━━━ Stored records

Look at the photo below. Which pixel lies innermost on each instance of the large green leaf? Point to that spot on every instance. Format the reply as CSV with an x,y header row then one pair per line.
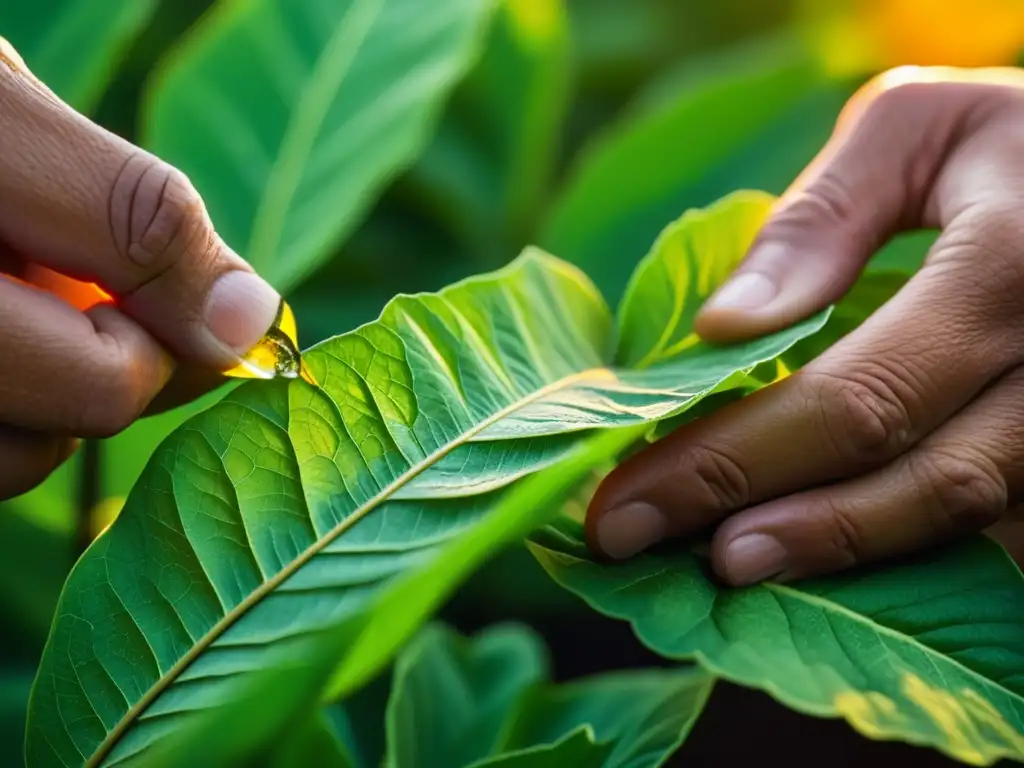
x,y
930,650
488,169
287,685
289,508
485,701
754,124
74,45
290,116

━━━━━━

Exercise task |
Reproduce the lines above word for word, omitting the picture.

Finished answer |
Look at the photo below. Which pixel lies innermost on each instance of the large green leaf? Point to that spot on every instance. Format the reply as CSV with an x,y header row then one pair per line.
x,y
930,650
488,169
287,685
289,508
485,701
754,124
74,45
290,116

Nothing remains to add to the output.